-- begin --
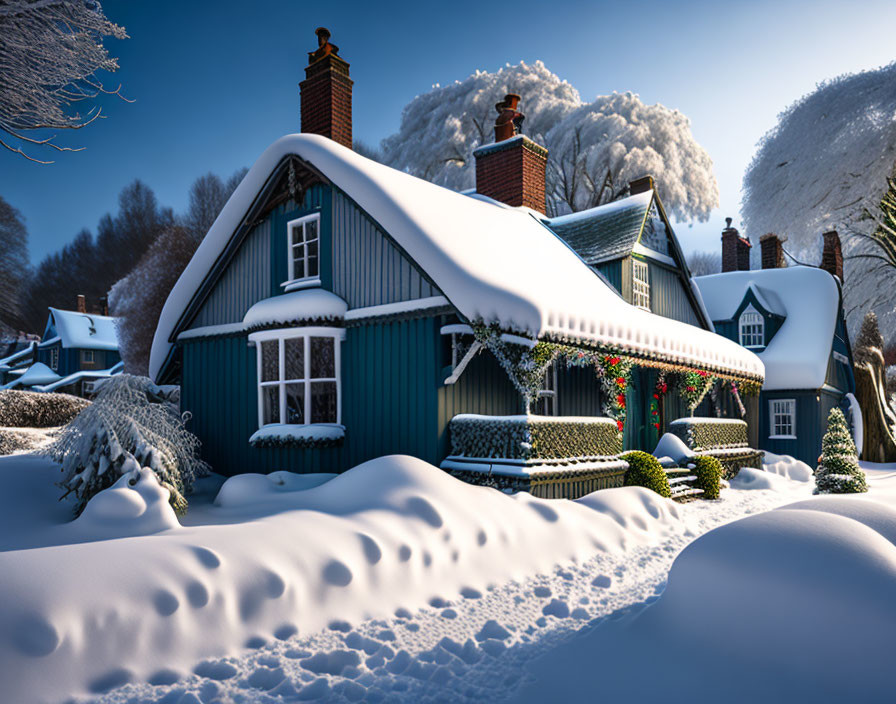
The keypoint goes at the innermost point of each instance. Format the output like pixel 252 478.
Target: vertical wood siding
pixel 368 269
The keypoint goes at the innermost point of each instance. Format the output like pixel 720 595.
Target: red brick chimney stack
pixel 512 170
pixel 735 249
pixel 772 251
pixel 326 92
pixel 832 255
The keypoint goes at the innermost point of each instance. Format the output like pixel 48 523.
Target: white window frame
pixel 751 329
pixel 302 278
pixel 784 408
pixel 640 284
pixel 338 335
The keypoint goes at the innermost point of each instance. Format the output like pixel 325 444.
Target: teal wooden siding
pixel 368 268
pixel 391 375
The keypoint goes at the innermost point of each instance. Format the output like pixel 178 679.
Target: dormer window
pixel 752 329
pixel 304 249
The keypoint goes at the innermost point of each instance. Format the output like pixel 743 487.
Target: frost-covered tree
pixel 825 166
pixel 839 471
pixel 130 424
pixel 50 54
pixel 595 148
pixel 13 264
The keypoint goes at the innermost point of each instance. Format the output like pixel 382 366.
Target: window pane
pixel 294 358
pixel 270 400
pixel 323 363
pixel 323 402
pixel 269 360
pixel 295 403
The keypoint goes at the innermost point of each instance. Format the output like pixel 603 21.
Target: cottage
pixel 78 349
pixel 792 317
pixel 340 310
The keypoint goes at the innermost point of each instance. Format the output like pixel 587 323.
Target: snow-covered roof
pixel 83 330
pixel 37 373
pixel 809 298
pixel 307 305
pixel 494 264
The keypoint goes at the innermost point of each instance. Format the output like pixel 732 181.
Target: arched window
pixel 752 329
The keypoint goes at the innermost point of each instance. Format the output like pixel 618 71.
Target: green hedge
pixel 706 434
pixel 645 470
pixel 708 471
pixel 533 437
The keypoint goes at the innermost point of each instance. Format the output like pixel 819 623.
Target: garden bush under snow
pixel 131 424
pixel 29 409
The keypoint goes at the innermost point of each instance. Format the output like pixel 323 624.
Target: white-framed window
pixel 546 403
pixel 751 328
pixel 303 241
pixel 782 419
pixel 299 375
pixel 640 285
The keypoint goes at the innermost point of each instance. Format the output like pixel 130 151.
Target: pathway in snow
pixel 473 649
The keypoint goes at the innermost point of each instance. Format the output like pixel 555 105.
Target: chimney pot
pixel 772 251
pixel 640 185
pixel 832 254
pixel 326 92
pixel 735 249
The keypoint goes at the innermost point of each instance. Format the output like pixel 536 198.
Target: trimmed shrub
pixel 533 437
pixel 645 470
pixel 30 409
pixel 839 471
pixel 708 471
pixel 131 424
-- end --
-- begin --
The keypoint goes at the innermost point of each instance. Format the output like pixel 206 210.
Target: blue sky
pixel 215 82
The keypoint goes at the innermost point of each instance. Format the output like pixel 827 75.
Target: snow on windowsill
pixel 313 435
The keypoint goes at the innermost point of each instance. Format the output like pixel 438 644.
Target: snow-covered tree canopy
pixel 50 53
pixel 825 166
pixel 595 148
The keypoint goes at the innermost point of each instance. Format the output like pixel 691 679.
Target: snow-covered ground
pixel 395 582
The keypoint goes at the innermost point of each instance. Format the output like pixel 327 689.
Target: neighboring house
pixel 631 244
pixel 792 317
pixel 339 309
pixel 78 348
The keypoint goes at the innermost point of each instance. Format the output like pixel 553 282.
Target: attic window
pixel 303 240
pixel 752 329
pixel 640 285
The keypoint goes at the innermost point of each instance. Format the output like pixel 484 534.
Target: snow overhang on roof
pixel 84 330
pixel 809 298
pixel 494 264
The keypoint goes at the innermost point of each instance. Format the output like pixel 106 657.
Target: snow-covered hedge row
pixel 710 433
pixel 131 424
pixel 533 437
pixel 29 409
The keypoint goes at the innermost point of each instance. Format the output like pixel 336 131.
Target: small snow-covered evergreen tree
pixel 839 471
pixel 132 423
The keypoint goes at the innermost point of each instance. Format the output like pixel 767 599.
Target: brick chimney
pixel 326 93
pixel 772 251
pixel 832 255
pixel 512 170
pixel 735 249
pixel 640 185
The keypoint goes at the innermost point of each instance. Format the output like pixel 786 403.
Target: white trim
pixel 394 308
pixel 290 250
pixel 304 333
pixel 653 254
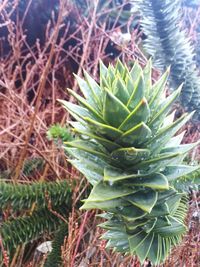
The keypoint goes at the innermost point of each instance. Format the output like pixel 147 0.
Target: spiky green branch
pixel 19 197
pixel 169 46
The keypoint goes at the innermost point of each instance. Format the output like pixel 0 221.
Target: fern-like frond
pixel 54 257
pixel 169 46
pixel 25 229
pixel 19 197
-- end --
-- begin --
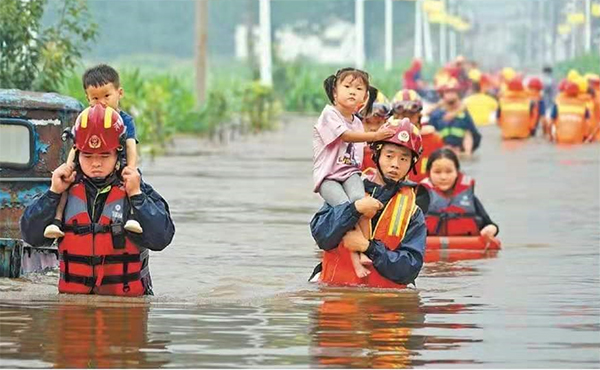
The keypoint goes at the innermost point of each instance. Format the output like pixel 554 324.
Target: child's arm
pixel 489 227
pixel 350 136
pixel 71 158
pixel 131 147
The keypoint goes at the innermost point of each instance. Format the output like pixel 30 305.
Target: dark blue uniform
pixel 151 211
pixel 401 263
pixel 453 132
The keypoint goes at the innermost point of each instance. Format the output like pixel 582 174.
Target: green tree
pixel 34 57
-- end --
### Exercise aim
Repeat the records verbatim from the line containing "pixel 252 478." through the line containing "pixel 338 335", with both of those lines included.

### Answer to the task
The keypoint goes at the innermost point of each instance. Format the output like pixel 252 478.
Target: vertical wood siding
pixel 368 269
The keypoint goes at the innermost point of each instance. Format the output like pixel 720 595.
Target: red brick chimney stack
pixel 512 170
pixel 735 249
pixel 772 251
pixel 326 92
pixel 832 255
The keypoint goes at the innermost point of each instance. Format the output like pixel 48 523.
Target: white window frame
pixel 751 329
pixel 302 278
pixel 784 408
pixel 640 284
pixel 338 335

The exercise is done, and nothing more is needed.